Goal: Transcribe all of the data below, reproducing every line character for character.

.....

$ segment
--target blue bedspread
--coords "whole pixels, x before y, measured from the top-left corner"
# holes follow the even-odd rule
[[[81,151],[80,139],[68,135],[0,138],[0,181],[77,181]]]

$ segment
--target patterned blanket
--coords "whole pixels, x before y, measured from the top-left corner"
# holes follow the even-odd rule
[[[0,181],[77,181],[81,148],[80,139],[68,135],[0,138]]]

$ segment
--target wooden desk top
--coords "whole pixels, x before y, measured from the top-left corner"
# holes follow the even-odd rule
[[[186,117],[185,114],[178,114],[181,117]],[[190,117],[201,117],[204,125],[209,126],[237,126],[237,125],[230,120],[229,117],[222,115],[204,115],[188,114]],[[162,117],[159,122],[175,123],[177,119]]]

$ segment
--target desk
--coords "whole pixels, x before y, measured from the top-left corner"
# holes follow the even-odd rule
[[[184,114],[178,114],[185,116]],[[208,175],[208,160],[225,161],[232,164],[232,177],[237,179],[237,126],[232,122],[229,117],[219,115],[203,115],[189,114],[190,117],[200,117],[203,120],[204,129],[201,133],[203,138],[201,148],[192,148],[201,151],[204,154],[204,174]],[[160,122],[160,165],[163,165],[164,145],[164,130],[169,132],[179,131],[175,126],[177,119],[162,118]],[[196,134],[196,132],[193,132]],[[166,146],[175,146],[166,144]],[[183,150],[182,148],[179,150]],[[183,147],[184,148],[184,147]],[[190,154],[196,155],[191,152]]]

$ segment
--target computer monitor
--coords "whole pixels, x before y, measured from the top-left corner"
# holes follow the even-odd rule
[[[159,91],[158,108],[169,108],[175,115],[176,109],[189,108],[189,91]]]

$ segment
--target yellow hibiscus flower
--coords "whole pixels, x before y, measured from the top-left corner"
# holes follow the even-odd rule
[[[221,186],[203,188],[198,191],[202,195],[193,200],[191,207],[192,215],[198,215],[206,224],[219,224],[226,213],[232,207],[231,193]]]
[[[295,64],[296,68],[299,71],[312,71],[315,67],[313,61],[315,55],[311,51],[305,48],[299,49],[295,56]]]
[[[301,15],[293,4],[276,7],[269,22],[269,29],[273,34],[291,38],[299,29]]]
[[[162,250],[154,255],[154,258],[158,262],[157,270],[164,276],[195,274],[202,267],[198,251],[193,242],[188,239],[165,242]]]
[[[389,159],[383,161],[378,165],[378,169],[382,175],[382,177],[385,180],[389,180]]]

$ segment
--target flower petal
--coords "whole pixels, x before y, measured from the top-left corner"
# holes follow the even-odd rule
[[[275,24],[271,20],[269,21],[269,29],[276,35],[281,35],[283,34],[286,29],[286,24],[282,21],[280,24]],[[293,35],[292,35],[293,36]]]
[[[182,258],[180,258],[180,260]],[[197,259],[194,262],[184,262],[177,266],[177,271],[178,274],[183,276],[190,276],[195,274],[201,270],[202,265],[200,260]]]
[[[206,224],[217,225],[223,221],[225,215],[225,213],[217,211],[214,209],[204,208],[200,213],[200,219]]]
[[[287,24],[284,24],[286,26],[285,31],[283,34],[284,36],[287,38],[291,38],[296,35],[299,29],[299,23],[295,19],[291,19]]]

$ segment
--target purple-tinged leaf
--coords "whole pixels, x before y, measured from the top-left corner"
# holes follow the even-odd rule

.....

Answer to this exercise:
$ segment
--target blue bedspread
--coords "whole pixels, x before y, measured from the top-left corner"
# holes follow the even-odd rule
[[[81,151],[80,139],[68,135],[0,138],[0,181],[77,181]]]

$ segment
--target patterned blanket
--coords "whole pixels, x before y, measured from the top-left corner"
# holes follow the even-odd rule
[[[0,181],[77,181],[81,148],[80,139],[68,135],[0,138]]]

$ segment
--target wooden desk top
--coords "whole pixels, x before y, measured from the top-left corner"
# holes follow the even-odd rule
[[[186,117],[185,114],[178,114],[181,117]],[[190,117],[201,117],[204,125],[209,126],[237,126],[237,125],[230,120],[229,117],[222,115],[204,115],[188,114]],[[162,117],[159,122],[175,123],[177,119]]]

$ segment
--target desk
--coords "whole pixels, x before y, measured from the top-left corner"
# holes follow the even-odd rule
[[[184,114],[178,114],[185,116]],[[208,175],[208,160],[225,161],[232,164],[232,177],[237,179],[237,126],[232,122],[229,117],[219,115],[203,115],[189,114],[190,117],[200,117],[203,120],[204,129],[201,133],[203,138],[201,148],[192,148],[201,151],[204,154],[204,174]],[[160,122],[160,165],[163,165],[164,145],[164,130],[169,132],[179,131],[175,126],[177,119],[162,118]],[[196,134],[196,132],[193,132]],[[166,146],[175,146],[166,144]],[[183,150],[182,148],[179,150]],[[183,147],[184,148],[184,147]],[[190,154],[196,155],[191,152]]]

$ segment
--target computer monitor
--coords "whole pixels, x before y, measured from the top-left corner"
# holes follow the even-odd rule
[[[159,91],[158,108],[169,108],[175,115],[176,109],[189,108],[189,91]]]

$ segment
--target yellow hibiscus flower
--coords "whole pixels, x before y, measured from the top-left corner"
# holes follow the even-odd rule
[[[221,186],[203,188],[198,191],[202,195],[193,200],[191,207],[192,215],[198,215],[206,224],[219,224],[226,213],[232,207],[231,193]]]
[[[295,64],[296,68],[299,71],[312,71],[315,67],[313,61],[315,55],[311,51],[305,48],[299,49],[295,56]]]
[[[301,15],[293,4],[276,7],[269,22],[269,29],[273,34],[291,38],[299,29]]]
[[[162,250],[154,255],[154,258],[158,262],[157,270],[164,276],[195,274],[202,267],[198,251],[193,242],[188,239],[165,242]]]
[[[389,159],[383,161],[378,165],[378,169],[382,175],[382,177],[385,180],[389,180]]]

$ segment
--target flower petal
--coords "whole pixels, x before y, measured from the top-left corner"
# holes follow the even-odd rule
[[[275,24],[271,20],[269,21],[269,29],[276,35],[281,35],[283,34],[286,29],[286,24],[282,21],[280,24]],[[293,35],[292,35],[293,36]]]
[[[182,258],[180,258],[180,260]],[[197,259],[194,262],[184,262],[177,266],[177,271],[178,274],[183,276],[190,276],[195,274],[201,270],[202,265],[200,260]]]
[[[206,224],[217,225],[223,221],[225,215],[225,213],[217,211],[214,209],[204,208],[200,213],[200,219]]]
[[[287,24],[284,24],[286,26],[285,31],[283,34],[284,36],[287,38],[291,38],[296,35],[299,29],[299,23],[295,19],[291,19]]]

$ segment
--target purple-tinged leaf
--coords "whole pixels, x before y, measured from the top-left corner"
# holes follow the even-odd rule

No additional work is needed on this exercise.